### SUPPLIED PASSAGE

Lincoln may have been ambitious to perform great deeds but Anderegg finds no evidence that he ever believed his ambition was responsible for the carnage, however grieved he was by its extent.  My own work on the play links Macbeth with Israel’s first doomed king, Saul, and suggests that there is something inherently tragic about monarchy and perhaps politics in general (which always makes “the green one red”).  And the tragedy of politics would have been felt acutely by men raised in Nature—men like Saul who would rather push a plow than be king and Lincoln, the frontiersman, who found in Macbeth powerful, imaginative expressions of pain and loss that echoed his own feelings. 

            One of the most stunning pieces of documentation in the Folger exhibit is a newspaper advertisement, printed after Lincoln’s assassination with quotations from Macbeth that would assist the nation in its grief.  Lincoln’s love of Shakespeare was recognized and honored in the imaginative identification of him with the saintly Duncan who, "Hath borne his faculties so meet, hath been / So clear in his great office."



            After leaving the Folger, we dragged Katya through the Library of Congress and headed back to the car after treating her to a Monster energy drink.  We wanted to see the Lincoln Memorial but got pushed by the steady traffic onto a highway that took us over the Potomac and toward Arlington Virginia and posh suburbs of horse farms and fox-hunting courses.  We pressed onward toward West Virginia where things became much poorer almost as soon as we crossed the state line.  We ate pizza in Romney, a small town so crucial during the civil war that it changed hands 56 times.  After dinner, we stood outside a local history museum watching a father and two kids try to catch lightning bugs.  Paul was remembering tidbits relating to John Wilkes Booth.  Apparently, after shooting Lincoln and jumping from the balcony, he yelled “Sic simper tyrannis” (“Thus always to tyrants”).  “You must be kidding!” I said and wondered aloud if Booth imagined himself as Malcolm who gathers an armed force to rid Scotland of Macbeth, who, by the end of the play, has become a brutal tyrant, killing friends, women, and children.  When Shakespeare wrote the play in 1606, pitching it to King James I’s pet interests (in witchcraft and biblical kingship), tyrannicide was a hot topic.  James, a staunch proponent of divine right kingship, believed that no matter how bad a king was, subjects could not challenge him.  But federalist thinkers believed it was the duty of magistrates to remove kings who were not living up to their covenant obligations to God and to their subjects.  By staging an armed resistance to monarchy, Shakespeare (a lowly actor/playwright like Booth) was doing something very risky.

######

• [ACTIONS TO TAKE]
1) Write out the passage on Lincoln and Macbeth word for word, from "Lincoln may have" to "his own feelings.".
2) Write what comes next in the passage on Lincoln and Macbeth, starting after its last sentence.

### SOURCE DATA

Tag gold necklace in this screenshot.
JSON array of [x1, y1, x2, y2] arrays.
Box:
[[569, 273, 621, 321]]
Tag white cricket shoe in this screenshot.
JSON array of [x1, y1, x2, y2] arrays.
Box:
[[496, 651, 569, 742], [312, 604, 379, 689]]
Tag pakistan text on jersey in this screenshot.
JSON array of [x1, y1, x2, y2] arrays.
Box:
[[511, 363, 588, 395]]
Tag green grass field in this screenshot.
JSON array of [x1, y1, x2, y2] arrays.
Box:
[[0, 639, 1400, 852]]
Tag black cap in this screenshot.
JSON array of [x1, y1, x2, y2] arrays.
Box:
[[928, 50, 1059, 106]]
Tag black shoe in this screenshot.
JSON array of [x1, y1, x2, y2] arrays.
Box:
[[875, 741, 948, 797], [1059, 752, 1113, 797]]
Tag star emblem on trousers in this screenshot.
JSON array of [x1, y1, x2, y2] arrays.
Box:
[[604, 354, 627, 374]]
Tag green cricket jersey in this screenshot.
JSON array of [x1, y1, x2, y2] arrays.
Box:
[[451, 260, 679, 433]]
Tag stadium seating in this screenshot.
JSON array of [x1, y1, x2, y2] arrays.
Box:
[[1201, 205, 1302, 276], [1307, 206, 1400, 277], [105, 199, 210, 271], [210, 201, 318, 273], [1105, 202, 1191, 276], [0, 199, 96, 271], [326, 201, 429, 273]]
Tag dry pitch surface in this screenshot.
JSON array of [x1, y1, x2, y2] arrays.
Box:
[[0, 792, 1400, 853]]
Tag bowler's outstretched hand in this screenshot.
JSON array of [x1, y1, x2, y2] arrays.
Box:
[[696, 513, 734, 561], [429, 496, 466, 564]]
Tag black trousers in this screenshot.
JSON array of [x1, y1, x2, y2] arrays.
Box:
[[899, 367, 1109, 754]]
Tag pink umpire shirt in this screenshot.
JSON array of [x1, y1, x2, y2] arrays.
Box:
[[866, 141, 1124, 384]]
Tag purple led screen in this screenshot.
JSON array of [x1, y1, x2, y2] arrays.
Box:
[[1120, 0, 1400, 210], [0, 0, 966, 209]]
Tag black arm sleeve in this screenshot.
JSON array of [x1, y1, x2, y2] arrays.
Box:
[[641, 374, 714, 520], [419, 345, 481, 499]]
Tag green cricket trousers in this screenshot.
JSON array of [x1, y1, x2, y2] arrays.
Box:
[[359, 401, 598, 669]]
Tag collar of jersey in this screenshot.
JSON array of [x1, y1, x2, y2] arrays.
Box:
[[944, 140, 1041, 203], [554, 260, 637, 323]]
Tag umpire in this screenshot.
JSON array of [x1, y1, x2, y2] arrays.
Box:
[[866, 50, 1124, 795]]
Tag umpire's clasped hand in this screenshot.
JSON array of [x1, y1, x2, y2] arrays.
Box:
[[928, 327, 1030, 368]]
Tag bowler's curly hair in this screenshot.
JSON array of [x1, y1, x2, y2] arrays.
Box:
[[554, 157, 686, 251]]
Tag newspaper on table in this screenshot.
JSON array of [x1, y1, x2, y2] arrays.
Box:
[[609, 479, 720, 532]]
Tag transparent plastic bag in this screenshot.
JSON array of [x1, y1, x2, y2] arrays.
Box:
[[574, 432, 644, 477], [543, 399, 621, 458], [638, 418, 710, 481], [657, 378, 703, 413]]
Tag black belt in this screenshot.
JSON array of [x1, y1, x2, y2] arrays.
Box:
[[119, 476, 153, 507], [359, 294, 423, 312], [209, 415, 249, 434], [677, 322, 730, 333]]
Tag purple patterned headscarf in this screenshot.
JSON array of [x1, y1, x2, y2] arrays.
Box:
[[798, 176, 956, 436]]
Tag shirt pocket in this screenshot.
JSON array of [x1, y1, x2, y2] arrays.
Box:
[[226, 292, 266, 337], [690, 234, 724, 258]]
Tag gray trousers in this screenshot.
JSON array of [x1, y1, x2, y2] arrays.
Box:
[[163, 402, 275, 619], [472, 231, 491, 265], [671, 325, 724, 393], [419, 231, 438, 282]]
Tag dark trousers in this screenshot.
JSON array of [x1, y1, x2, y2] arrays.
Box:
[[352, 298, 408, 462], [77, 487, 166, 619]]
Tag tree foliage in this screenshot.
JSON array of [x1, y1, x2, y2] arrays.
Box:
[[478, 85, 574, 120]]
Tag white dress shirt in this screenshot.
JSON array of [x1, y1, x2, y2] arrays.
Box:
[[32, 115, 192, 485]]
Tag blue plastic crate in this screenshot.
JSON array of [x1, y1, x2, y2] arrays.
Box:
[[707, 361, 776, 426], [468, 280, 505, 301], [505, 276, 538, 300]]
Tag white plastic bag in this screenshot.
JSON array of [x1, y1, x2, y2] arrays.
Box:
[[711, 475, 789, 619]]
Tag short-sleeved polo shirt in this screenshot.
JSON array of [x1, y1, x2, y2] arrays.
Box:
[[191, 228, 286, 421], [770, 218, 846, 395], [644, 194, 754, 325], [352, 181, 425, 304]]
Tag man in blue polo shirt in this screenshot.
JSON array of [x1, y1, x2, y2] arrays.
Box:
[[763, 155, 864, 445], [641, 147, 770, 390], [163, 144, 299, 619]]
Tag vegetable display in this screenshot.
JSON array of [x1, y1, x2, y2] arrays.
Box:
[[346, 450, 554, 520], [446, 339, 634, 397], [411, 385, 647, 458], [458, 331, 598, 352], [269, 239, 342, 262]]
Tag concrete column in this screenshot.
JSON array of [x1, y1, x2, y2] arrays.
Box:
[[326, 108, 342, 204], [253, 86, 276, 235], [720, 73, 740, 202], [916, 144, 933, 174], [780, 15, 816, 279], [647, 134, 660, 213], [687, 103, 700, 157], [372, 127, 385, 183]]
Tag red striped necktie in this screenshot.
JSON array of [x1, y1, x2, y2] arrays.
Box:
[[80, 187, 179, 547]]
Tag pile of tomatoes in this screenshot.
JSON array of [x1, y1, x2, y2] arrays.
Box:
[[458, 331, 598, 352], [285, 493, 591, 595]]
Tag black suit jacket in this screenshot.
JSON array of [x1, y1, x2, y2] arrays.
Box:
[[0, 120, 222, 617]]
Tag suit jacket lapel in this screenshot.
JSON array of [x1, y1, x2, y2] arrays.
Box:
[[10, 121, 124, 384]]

######

• [ANSWERS TO THE TASKS]
1)
Lincoln may have been ambitious to perform great deeds but Anderegg finds no evidence that he ever believed his ambition was responsible for the carnage, however grieved he was by its extent.  My own work on the play links Macbeth with Israel’s first doomed king, Saul, and suggests that there is something inherently tragic about monarchy and perhaps politics in general (which always makes “the green one red”).  And the tragedy of politics would have been felt acutely by men raised in Nature—men like Saul who would rather push a plow than be king and Lincoln, the frontiersman, who found in Macbeth powerful, imaginative expressions of pain and loss that echoed his own feelings.

2)
            Later that night in our hotel suite, while Katya took a whirlpool bath, I skimmed portions of Anderegg’s discussion of John Wilkes Booth’s escape from Washington through the swamps, rivers, and farms of eastern Maryland.  He carried a pocket diary with him in which he recorded his own feelings about his act, likening it to the deed that “Brutus was honored for.”  A bit later, he made another indirect but likely Julius Caesar allusion, writing of what he saw as “a country groaned beneath this tyranny.”  Wilkes Booth was one of three actor brothers, who—believe it or not—acted together only once in a single performance of Julius Caesar at New York’s Winter Garden Theater, a fund-raiser for a Shakespeare statue to be erected in Central Park.

         Shakespeare—an actor and playwright—throughout his career expressed revolutionary political views, but he did so very subtly, challenging the status quo through subtext and allusion.  That Wilkes Booth used Julius Caesar as pretext for a mad political act was nothing new.  The Earl of Essex paid Shakespeare’s company to stage Richard II (a regicide play) on the eve of his attempt to overthrow Queen Elizabeth.  The attempts and not the failed deeds are stunning because they express a faith in the power of art to unsettle and express an other kind of politics.  Wilkes-Booth’s deed insured that actors would be victimized in the search for scapegoats in the days after Lincoln’s death.  A minister in Philadelphia condemned theaters as “dens of pollution, these synagogues of Satan”—language that sounds exactly like that used by anti-theatricalist writers of the early-modern period.  One minister even intimated that Lincoln got what he deserved for going to see a play on Good Friday.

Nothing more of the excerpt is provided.